GIVEN TASK. Every entry that follows needs to be repeated exactly.

MATERIAL.

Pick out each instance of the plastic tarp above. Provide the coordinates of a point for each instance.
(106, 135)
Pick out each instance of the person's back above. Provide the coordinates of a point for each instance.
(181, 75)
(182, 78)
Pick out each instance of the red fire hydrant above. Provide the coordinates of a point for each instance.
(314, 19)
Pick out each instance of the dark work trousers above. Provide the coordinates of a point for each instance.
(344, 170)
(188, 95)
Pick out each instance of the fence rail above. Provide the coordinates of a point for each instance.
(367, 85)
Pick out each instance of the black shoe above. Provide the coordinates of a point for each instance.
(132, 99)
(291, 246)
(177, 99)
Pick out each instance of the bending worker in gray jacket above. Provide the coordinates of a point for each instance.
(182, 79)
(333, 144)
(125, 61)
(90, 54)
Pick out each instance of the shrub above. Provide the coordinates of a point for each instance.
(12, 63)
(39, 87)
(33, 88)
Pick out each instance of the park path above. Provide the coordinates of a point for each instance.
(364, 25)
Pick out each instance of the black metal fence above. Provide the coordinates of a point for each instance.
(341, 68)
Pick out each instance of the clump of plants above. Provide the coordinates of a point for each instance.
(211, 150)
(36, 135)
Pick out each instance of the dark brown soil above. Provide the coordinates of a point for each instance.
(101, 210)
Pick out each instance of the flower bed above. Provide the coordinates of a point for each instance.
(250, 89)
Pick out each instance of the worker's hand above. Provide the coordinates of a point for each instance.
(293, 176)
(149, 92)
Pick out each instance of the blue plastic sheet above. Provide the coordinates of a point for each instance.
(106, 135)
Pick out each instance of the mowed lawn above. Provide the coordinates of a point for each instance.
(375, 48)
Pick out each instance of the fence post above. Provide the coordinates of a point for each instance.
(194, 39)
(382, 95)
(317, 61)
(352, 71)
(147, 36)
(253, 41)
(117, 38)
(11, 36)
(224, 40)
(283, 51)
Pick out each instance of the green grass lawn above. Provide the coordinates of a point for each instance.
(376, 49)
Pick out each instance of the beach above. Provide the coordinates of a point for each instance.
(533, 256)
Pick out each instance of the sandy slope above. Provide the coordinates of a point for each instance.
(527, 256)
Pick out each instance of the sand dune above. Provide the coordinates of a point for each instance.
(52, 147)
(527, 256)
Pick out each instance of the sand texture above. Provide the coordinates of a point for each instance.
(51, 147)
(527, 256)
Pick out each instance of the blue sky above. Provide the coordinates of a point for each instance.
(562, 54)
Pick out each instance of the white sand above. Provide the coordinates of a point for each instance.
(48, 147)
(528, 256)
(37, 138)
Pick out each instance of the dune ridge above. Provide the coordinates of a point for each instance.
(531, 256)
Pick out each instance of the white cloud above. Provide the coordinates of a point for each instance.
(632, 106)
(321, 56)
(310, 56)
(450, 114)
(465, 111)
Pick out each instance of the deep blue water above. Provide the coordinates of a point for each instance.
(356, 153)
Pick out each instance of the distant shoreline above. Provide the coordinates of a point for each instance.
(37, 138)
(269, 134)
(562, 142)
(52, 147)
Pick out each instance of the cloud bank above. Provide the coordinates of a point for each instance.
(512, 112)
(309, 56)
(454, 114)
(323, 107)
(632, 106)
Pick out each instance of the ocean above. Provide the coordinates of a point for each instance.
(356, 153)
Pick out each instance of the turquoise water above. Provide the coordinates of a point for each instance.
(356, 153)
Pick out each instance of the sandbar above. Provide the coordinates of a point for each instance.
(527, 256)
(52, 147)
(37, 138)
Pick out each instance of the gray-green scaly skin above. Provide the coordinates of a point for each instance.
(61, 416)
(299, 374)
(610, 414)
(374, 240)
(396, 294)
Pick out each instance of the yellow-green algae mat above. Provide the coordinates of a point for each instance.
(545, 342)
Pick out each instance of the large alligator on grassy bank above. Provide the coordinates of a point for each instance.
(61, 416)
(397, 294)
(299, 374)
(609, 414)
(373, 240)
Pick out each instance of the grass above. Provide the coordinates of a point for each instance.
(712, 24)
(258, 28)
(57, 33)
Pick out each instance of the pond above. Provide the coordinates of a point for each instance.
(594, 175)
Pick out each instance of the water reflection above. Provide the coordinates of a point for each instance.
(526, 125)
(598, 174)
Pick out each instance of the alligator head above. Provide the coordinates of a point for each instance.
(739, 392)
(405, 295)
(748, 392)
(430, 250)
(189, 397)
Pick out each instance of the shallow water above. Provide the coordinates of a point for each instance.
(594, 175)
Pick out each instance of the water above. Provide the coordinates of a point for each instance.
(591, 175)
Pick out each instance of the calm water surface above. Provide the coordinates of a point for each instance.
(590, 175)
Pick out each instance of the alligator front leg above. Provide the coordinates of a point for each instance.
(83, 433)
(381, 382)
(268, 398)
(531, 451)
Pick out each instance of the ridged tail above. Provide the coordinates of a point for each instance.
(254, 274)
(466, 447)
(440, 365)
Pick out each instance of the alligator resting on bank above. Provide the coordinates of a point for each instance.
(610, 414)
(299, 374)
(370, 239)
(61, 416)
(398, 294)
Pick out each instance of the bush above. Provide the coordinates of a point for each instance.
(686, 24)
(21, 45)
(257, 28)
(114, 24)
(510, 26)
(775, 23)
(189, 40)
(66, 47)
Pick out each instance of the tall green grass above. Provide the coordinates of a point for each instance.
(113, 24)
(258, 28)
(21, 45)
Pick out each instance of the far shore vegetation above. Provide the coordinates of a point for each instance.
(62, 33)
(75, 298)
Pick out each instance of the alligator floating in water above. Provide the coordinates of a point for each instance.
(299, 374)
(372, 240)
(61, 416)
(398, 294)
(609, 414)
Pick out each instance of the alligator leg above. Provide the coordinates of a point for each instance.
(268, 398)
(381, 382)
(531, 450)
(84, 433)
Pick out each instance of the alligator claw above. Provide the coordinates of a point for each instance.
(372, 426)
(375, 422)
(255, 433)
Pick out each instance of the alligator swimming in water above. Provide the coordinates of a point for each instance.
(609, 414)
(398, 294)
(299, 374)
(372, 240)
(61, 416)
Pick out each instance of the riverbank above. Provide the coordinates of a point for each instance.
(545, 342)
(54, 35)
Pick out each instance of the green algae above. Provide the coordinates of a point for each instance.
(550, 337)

SOLUTION FOR THIS PROBLEM.
Pick out each instance of the plastic tarp above. Provide the coordinates of a point for each instance.
(106, 135)
Pick out each instance of the person's back above. Provide the coordinates of a point for each instance.
(181, 75)
(182, 78)
Pick out each instance of the red fire hydrant above. Provide the coordinates of a point for each instance.
(314, 19)
Pick out each instance of the dark work trousers above. Provide the coordinates of a point for each instance.
(344, 170)
(188, 95)
Pick out each instance of the fence rail above. Provide the coordinates of a point for each instance.
(367, 85)
Pick out each instance of the black shoe above. Provide the coordinates of a point for each instance.
(132, 99)
(291, 246)
(177, 99)
Pick out each instance of the bending worker in gray jacket above. Provide the coordinates of a point for each instance.
(182, 79)
(333, 144)
(125, 61)
(90, 54)
Pick out each instance of the shrub above. Provide the coordinates of a point for each instance.
(12, 63)
(39, 87)
(33, 88)
Pick out each instance of the park path above. Provide the coordinates of a point for each instance.
(364, 25)
Pick out each instance of the black metal fence above. Provide the coordinates of a point for each instance.
(341, 68)
Pick out each instance of the clump of plants above. Provide the coordinates of a point for each instance.
(211, 150)
(36, 135)
Pick out each instance of the dark brown soil above. Provide the coordinates of a point for each instance.
(101, 210)
Pick out each instance of the flower bed above. Provide the coordinates of a point for each instance.
(250, 89)
Pick out each instance of the worker's hand above. Provide the coordinates of a point for each instance.
(293, 176)
(149, 92)
Pick out each instance of the blue plastic sheet above. Provide the coordinates of a point for each instance.
(106, 135)
Pick out each instance of the mowed lawn above. Provide the coordinates of a point for each instance.
(375, 48)
Pick out each instance of the fence post above. Provide the coordinates of a point for each instance.
(194, 39)
(382, 95)
(317, 61)
(352, 71)
(147, 36)
(253, 41)
(117, 38)
(11, 36)
(224, 40)
(283, 51)
Pick out each instance of the green grass lawn above. Provide the coordinates of a point for each instance.
(376, 49)
Pick out each instance of the beach above. Provide the coordinates of a point for each instance.
(533, 256)
Pick out each instance of the sandy slope above. Provide the coordinates of a point for each instance.
(527, 256)
Pick out each instance of the sand dune above. Provide the coordinates of a point for each instance.
(52, 147)
(527, 256)
Pick out each instance of the sand texture above. Provide the coordinates of a point for each instance.
(51, 147)
(527, 256)
Pick out each instance of the blue sky above. Provide the coordinates of a point for each instance.
(562, 54)
Pick out each instance of the white sand above. Provide the coordinates of a point for each instance.
(48, 147)
(528, 256)
(37, 138)
Pick out each instance of the dune ridge above. Provide the coordinates of a point for each instance.
(531, 256)
Pick out each instance of the white cloud above. Provide the coordinates of a point for each instance.
(632, 106)
(321, 56)
(310, 56)
(450, 114)
(465, 111)
Pick out each instance of the deep blue water above. Provide the coordinates of a point for each instance.
(356, 153)
Pick out each instance of the distant shoreline above. Provide the coordinates of a point for each instance.
(37, 138)
(269, 134)
(562, 142)
(52, 147)
Pick out each instance of the cloud bank above. Provide the coordinates of a point for each instance.
(512, 112)
(309, 56)
(454, 114)
(323, 107)
(632, 106)
Pick out each instance of the ocean above. Provide the coordinates of a point for each instance.
(356, 153)
Pick out each instance of the turquoise water above. Provide the coordinates of a point for each instance.
(356, 153)
Pick out each instance of the sandbar above. Provide the coordinates of a point for each instance.
(527, 256)
(52, 147)
(37, 138)
Pick out each instance of the gray-green scaly skin above. Provide the coordinates of a point for each instance.
(61, 416)
(299, 374)
(610, 414)
(374, 240)
(396, 294)
Pick out each instance of the yellow-green algae mat above. Provide the coordinates of a point for each instance.
(545, 342)
Pick out each instance of the large alligator on grassy bank above. Provide the coordinates of a point for each instance.
(61, 416)
(397, 294)
(299, 374)
(609, 414)
(373, 240)
Pick out each instance of the grass above. Provide the coordinates of a point for each instance.
(712, 24)
(258, 28)
(57, 33)
Pick out each instance of the pond above. Provide the coordinates of a point for each instance.
(594, 175)
Pick out each instance of the water reflection above. Provide the coordinates of a point for each instance.
(526, 125)
(598, 174)
Pick out each instance of the alligator head above. Provide the coordinates of a point for each instance.
(739, 392)
(405, 295)
(748, 392)
(430, 250)
(189, 397)
Pick out each instance of the shallow water above. Provide the coordinates of a point for each instance.
(594, 175)
Pick out each instance of the water above. Provide the coordinates of a point for each instance.
(591, 175)
Pick out each instance of the calm water surface above. Provide the coordinates of a point for each instance.
(590, 175)
Pick out each instance of the alligator front leg above. Provide the coordinates of a point for each instance.
(83, 433)
(381, 382)
(268, 398)
(531, 451)
Pick out each instance of the ridged tail above. Provide the coordinates of a point for each instance.
(254, 274)
(466, 447)
(440, 365)
Pick out each instance of the alligator resting on bank above. Provide the coordinates of a point for each instance.
(610, 414)
(299, 374)
(370, 239)
(61, 416)
(398, 294)
Pick out each instance of the bush above. Provide the coordinates of a point for each instance.
(686, 24)
(21, 45)
(257, 28)
(114, 24)
(510, 26)
(775, 23)
(189, 40)
(66, 47)
Pick out each instance of the tall green grass above. Provide the coordinates of a point for each instance.
(113, 24)
(258, 28)
(21, 45)
Pick out each instance of the far shore vegetation above. Provide the coordinates of a point for each instance.
(62, 33)
(75, 298)
Pick out each instance of the alligator floating in water above. Provide the coordinates of a point for each instance.
(299, 374)
(372, 240)
(61, 416)
(398, 294)
(609, 414)
Pick out each instance of the alligator leg above. Provide the coordinates of a point for each instance.
(268, 398)
(381, 382)
(531, 450)
(84, 433)
Pick out each instance of the alligator claw above. Provide the coordinates of a point for each instance.
(372, 426)
(375, 422)
(255, 433)
Pick out each instance of the alligator swimming in water above. Provide the coordinates of a point for each instance.
(609, 414)
(398, 294)
(299, 374)
(372, 240)
(61, 416)
Pick out each instance of the riverbank above. Provide the coordinates of a point for each instance.
(545, 342)
(54, 35)
Pick out each instance of the green algae above. Provide the coordinates of a point for each instance.
(550, 337)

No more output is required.